▸ **Tarefa a realizar**:
Por favor, selecione e copie cada linha da listagem abaixo em que aparece a palavra "wooden". Diferencie maiúsculas de minúsculas.

--- Dados fornecidos ---

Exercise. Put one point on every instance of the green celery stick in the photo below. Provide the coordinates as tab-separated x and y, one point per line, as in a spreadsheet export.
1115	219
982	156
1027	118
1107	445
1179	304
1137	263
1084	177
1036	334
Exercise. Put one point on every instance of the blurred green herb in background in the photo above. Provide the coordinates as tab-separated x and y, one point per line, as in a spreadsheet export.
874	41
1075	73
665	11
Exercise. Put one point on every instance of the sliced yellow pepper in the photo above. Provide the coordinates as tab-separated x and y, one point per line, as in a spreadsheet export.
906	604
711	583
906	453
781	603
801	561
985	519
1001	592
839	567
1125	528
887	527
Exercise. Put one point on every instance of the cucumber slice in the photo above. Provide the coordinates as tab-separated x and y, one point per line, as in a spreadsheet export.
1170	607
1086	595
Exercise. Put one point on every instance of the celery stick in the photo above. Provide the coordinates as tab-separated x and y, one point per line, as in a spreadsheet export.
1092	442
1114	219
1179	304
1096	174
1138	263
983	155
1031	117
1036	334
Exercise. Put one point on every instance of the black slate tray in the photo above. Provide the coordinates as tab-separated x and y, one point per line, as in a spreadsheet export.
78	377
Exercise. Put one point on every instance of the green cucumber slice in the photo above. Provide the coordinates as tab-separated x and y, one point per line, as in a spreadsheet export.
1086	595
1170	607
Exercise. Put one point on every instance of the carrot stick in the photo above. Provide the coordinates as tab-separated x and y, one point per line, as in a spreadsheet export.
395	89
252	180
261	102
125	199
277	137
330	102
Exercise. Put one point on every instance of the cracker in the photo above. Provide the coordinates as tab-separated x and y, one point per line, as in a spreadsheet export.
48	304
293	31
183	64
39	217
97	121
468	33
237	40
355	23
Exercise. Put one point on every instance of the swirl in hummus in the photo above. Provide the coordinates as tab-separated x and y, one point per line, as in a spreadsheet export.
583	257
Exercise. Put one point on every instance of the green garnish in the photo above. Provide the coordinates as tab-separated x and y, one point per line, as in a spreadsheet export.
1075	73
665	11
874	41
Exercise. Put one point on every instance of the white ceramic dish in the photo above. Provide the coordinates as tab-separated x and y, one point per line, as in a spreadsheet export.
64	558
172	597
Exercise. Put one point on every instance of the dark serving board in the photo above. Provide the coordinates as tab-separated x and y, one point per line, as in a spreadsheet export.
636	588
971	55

---
--- Dados fornecidos ---

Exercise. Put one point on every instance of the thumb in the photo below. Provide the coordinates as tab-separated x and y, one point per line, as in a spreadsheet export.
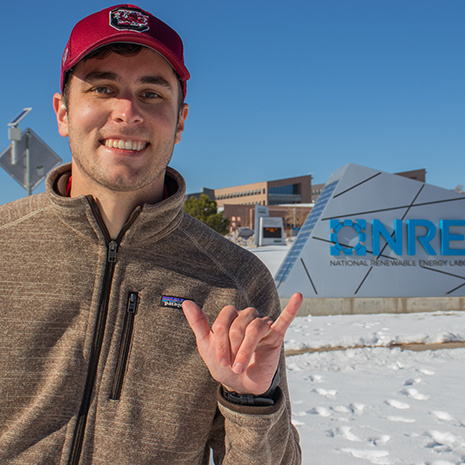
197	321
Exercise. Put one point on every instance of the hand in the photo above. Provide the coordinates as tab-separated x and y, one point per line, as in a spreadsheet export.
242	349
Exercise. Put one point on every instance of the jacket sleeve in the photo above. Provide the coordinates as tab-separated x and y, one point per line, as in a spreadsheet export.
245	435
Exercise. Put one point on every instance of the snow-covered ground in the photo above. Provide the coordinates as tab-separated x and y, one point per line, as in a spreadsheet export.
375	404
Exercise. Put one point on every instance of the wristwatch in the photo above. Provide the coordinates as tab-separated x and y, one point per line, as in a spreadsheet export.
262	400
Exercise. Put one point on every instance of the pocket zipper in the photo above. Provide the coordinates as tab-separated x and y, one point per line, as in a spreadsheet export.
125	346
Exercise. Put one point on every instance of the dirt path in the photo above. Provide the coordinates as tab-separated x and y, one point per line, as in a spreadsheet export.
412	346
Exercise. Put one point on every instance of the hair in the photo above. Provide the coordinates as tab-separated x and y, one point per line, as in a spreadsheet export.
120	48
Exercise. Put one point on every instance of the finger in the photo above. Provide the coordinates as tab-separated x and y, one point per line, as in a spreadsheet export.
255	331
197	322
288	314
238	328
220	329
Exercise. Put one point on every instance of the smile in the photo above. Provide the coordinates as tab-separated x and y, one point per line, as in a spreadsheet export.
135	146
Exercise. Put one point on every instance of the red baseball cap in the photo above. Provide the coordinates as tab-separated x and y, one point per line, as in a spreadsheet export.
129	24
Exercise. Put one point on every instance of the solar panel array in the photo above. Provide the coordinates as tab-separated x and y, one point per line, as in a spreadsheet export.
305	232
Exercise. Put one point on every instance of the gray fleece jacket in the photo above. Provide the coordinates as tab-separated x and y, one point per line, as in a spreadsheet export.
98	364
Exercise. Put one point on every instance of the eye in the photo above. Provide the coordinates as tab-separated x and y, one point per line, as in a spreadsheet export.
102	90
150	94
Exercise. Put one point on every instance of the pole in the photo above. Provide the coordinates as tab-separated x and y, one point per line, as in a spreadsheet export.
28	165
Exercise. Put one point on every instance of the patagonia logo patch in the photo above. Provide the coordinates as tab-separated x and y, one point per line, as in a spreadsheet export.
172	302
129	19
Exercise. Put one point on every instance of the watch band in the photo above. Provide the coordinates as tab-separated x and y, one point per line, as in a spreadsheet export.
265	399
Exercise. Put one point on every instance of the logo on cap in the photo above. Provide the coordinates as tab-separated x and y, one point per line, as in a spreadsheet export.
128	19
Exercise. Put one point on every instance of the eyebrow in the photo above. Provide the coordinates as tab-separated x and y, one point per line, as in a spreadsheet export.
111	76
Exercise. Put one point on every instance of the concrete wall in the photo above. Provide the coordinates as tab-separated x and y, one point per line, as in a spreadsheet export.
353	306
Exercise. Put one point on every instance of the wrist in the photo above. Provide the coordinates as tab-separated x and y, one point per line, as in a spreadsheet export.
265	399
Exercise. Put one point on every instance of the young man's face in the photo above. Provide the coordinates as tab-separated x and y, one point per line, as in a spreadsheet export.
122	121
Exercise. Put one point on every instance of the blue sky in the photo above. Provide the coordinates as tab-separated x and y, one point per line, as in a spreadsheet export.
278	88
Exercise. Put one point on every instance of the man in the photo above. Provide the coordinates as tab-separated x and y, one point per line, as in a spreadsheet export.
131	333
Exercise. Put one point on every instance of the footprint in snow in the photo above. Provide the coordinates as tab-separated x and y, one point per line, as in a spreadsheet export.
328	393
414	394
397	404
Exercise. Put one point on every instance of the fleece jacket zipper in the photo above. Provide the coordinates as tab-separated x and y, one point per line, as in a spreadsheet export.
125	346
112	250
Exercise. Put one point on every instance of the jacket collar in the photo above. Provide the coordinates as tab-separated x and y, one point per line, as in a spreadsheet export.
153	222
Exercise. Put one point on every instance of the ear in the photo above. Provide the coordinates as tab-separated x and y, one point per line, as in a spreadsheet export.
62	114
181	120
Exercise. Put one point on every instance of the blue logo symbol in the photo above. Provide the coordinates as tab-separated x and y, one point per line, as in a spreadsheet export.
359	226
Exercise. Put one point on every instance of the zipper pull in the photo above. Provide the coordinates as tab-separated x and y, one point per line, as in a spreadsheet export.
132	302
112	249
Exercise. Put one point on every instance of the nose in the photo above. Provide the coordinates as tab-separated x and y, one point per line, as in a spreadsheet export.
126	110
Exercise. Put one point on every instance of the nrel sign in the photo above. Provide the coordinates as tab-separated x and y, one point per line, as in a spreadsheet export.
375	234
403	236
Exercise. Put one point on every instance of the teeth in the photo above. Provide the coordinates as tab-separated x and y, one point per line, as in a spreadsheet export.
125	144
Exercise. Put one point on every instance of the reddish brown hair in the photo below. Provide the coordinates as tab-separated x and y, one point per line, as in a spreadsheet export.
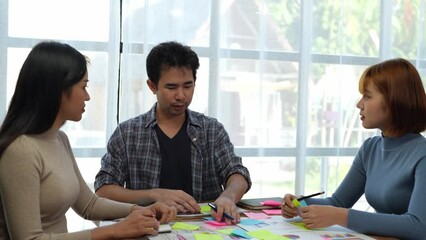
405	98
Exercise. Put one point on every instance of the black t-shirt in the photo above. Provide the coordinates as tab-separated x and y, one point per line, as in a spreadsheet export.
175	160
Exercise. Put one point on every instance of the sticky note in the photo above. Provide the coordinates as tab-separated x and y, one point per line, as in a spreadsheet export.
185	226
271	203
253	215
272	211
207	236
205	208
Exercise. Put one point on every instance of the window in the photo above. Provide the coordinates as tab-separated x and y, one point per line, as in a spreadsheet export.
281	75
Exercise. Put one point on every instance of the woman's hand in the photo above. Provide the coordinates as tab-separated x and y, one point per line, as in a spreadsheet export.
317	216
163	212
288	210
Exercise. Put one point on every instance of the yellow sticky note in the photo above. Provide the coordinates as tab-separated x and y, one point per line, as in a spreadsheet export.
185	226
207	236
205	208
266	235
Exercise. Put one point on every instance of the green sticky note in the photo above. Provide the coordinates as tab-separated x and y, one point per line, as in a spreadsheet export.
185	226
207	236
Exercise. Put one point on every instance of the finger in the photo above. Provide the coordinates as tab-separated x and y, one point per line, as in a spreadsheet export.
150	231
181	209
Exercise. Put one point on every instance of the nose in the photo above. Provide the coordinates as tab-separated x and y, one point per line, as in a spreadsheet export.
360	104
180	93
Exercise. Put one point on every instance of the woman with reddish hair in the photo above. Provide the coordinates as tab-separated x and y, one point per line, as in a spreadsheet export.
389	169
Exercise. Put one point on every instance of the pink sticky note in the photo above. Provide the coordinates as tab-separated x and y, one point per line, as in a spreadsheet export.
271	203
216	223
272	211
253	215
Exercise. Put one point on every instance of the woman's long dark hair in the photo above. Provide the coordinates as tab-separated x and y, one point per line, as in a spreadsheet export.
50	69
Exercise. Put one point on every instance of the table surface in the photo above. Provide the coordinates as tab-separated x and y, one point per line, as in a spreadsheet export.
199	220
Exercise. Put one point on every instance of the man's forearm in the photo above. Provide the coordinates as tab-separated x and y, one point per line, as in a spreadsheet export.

---
--- Dados fornecidos ---

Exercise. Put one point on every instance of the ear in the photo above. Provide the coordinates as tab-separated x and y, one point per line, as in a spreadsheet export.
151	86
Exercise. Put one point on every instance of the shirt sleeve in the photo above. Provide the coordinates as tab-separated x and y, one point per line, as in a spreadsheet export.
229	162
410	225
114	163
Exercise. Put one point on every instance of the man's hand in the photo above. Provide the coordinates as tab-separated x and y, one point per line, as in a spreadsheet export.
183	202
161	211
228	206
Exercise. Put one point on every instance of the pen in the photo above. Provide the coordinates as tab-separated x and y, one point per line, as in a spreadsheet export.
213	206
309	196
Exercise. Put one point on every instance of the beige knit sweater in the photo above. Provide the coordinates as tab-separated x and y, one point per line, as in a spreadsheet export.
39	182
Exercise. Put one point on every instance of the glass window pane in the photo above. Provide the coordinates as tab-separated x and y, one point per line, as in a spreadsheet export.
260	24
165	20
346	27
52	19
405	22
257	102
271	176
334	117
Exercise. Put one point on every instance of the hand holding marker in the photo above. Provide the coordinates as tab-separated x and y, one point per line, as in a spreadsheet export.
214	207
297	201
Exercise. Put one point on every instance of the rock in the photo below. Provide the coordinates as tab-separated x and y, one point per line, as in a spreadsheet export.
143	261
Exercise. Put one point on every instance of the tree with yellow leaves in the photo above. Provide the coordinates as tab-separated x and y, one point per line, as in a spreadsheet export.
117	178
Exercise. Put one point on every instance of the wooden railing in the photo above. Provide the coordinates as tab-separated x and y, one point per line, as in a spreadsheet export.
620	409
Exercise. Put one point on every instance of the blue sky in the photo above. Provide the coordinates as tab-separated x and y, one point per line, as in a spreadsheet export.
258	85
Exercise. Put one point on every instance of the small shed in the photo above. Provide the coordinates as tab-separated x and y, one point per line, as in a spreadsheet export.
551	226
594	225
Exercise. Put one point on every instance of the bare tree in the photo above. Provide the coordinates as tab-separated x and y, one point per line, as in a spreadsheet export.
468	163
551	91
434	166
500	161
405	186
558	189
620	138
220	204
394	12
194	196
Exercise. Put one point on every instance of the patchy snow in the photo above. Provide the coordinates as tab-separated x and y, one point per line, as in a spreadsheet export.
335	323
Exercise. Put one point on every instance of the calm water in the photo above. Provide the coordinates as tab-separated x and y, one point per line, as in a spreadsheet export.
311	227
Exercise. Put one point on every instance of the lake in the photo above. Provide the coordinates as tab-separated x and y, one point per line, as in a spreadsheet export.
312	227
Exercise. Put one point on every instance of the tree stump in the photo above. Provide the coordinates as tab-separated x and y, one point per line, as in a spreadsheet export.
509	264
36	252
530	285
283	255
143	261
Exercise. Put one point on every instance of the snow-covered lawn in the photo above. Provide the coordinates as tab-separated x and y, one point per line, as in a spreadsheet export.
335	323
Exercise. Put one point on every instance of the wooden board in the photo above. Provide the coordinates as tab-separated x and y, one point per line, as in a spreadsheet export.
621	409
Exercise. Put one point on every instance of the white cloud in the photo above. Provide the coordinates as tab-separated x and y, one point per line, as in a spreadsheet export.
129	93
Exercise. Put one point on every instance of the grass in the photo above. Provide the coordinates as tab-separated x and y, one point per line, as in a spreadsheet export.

---

▸ **Resposta da tarefa**:
Exercise. Put one point on every instance of the wooden railing in the photo above. Provide the coordinates as tab-separated x and y, one point per line, as in a spreadsheet export.
Exercise. Put one point on every instance of the wooden board in the photo above. Provide the coordinates as tab-separated x and y, one point per line, as in a spreadsheet export.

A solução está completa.